J'ai cependant conscience qu'il s'agit d'un ouvrage court et qu'il n'était pas possible de poser, à chaque fois, les spécificités du texte, dans un paragraphe. Cela me semble dommage, car si je lis des anthologies, c'est dans l'espoir de trouver des textes qui m'interpelleront et que j'aurai envie de lire, de parcourir ensuite. Cependant, je serais injuste en terminant sur cette réserve, car l'ouvrage est agréable à lire. Idéal à feuilleter, dans un instant de distraction, alors qu'on n'a pas le temps d'entamer une lecture suivie. Juste le temps de picorer quelques mots avant de s'éclipser ailleurs.
~*~
Pour terminer, je vous proposerai à la lecture un texte de Flaubert (Mémoires d'un fou), que je ne connaissais pas, et qui m'a semblé très beau (bien sage, me direz-vous, par rapport à d'autres extraits, mais il fait partie de ceux qui m'ont vraiment interpelée) :
"Elle me regarda.
Je baissai les yeux et rougis. Quel regard, en effet ! comme elle était belle, cette femme ! je vois encore cette prunelle ardente sous un sourcil noir se fixer sur moi comme un soleil.
Elle était grande, brune, avec de magnifiques cheveux noirs qui lui tombaient en tresse sur les épaules ; son nez était grec, ses yeux brûlants, ses sourcils hauts et admirablement arqués, - sa peau était ardente et comme veloutée avec de l'or ; elle était mince et fine, on voyait des veines d'azur serpenter sur cette gorge brune et pourprée. Joignez à cela un duvet fin qui brunissait sa lèvre supérieure et donnait à sa figure une expression mâle et énergique à faire pâlir les beautés blondes. On aurait pu lui reprocher tromp d'embonpoint ou plutôt un négligé artistique - aussi les femmes en général la trouvaient-elles de mauvais ton. Elle parlait lentement : c'était une voix modulée, musicale et douce. - Elle avait une robe fine de mousseline blanche qui laissait voir les contours moelleux de son bras.

_Consignes_
(1) Reproduisez tout ce qui, dans l'extrait choisi, va de « J'ai cependant conscience » jusqu'à « de s'éclipser ailleurs. ».
(2) Résumez l'extrait choisi en deux phrases.
(3) Reprenez la citation de Flaubert qui clôt l'extrait choisi, à la suite de sa dernière phrase.

_Données fournies_

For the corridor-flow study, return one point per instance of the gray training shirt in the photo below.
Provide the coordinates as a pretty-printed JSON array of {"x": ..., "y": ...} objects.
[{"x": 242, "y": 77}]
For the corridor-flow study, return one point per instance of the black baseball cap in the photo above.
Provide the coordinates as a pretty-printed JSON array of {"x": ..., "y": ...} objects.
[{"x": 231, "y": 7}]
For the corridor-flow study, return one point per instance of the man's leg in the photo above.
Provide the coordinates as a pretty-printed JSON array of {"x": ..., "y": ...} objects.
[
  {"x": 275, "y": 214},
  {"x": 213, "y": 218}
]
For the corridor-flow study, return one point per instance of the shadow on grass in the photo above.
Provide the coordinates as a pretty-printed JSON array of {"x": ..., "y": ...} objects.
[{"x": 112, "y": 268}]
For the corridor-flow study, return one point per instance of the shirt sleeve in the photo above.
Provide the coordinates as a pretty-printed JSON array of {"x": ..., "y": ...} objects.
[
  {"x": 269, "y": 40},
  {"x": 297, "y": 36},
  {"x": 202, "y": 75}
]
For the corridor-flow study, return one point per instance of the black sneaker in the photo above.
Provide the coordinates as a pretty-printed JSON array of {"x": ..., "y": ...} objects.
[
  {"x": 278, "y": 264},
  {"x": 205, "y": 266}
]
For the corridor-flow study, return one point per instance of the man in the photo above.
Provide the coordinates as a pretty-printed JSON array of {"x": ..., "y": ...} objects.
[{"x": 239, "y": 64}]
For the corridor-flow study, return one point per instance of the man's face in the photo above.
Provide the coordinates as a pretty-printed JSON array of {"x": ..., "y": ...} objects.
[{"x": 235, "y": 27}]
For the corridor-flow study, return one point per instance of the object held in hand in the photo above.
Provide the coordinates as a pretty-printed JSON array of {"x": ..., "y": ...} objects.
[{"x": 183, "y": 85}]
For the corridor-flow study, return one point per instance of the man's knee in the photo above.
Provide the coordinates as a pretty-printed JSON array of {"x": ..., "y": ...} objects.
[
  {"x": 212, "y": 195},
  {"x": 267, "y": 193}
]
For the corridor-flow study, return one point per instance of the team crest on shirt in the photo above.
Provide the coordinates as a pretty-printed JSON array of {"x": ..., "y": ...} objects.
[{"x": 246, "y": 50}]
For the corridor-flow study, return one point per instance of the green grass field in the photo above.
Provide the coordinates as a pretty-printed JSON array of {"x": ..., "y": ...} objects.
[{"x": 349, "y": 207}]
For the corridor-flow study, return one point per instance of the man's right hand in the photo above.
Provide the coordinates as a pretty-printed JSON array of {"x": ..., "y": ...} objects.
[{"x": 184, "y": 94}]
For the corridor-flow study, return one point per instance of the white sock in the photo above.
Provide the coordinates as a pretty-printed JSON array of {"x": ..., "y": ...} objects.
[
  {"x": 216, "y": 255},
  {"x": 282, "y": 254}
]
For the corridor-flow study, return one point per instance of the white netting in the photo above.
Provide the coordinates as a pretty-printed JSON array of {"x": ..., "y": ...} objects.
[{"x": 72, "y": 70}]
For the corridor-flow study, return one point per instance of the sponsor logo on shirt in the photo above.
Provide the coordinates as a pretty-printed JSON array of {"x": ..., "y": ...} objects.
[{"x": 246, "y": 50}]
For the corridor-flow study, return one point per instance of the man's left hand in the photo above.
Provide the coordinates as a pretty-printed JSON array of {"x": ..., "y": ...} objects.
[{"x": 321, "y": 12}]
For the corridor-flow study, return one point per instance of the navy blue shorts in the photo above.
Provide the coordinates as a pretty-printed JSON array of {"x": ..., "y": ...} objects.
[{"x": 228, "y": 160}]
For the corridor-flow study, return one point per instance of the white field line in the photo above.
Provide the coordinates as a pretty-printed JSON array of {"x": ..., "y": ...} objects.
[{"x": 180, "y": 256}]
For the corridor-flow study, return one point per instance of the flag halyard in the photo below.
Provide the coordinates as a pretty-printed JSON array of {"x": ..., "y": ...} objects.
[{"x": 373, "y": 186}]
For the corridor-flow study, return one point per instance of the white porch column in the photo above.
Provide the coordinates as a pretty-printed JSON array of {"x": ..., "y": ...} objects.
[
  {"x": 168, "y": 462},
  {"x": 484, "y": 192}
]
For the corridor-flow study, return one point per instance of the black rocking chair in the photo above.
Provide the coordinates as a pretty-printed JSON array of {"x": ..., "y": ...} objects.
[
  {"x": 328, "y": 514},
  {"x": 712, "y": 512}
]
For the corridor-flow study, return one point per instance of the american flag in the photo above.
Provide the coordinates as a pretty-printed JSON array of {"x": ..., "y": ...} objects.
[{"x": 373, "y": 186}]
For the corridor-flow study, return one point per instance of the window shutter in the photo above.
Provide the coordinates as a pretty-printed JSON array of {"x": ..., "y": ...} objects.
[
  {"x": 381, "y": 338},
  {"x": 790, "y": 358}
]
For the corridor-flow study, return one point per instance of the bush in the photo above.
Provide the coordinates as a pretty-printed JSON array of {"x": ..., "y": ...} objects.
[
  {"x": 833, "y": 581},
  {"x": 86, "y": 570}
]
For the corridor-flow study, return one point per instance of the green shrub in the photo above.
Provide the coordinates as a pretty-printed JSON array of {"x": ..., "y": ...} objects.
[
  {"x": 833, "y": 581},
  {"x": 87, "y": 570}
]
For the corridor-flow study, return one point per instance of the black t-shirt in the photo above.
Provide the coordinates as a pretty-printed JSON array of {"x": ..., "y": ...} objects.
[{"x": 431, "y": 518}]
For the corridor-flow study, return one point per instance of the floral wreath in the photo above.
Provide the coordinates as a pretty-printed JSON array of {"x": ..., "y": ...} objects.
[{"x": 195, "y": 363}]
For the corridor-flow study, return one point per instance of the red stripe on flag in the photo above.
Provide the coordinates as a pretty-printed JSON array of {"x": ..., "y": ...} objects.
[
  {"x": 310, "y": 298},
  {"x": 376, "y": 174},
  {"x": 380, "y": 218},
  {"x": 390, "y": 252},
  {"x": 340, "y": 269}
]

_Réponses aux consignes_
(1)
J'ai cependant conscience qu'il s'agit d'un ouvrage court et qu'il n'était pas possible de poser, à chaque fois, les spécificités du texte, dans un paragraphe. Cela me semble dommage, car si je lis des anthologies, c'est dans l'espoir de trouver des textes qui m'interpelleront et que j'aurai envie de lire, de parcourir ensuite. Cependant, je serais injuste en terminant sur cette réserve, car l'ouvrage est agréable à lire. Idéal à feuilleter, dans un instant de distraction, alors qu'on n'a pas le temps d'entamer une lecture suivie. Juste le temps de picorer quelques mots avant de s'éclipser ailleurs.

(2) L'ouvrage, trop court pour présenter les spécificités de chaque texte, reste agréable à feuilleter dans un instant de distraction. Un passage de Flaubert tiré de Mémoires d'un fou est ensuite proposé à la lecture : il fait le portrait d'une femme grande et brune, au regard ardent et à la voix douce.

(3)
Quand elle se leva pour partir, elle mit une capote blanche avec un seul noeud rose. Elle ne noua d'une main fine et potelée, une de ces mains dont on rêve longtemps et qu'on brûlerait de baisers.
Chaque matin, j'allais la voir se baigner ; je la contemplais de loin sous l'eau, j'enviais la vague molle et paisible qui battait sur ses flancs et couvrait d'écume sa poitrine haletante, je voyais le contour de ses membres sous les vêtements mouillés qui la couvraient, je voyais son coeur battre, sa poitrine se gonfler ; je contemplais machinalement son pied se poser sur le sable, et mon regard restait fixé sur la trace de ses pas, et j'aurais pleuré presque en voyant le flot les effacer lentement.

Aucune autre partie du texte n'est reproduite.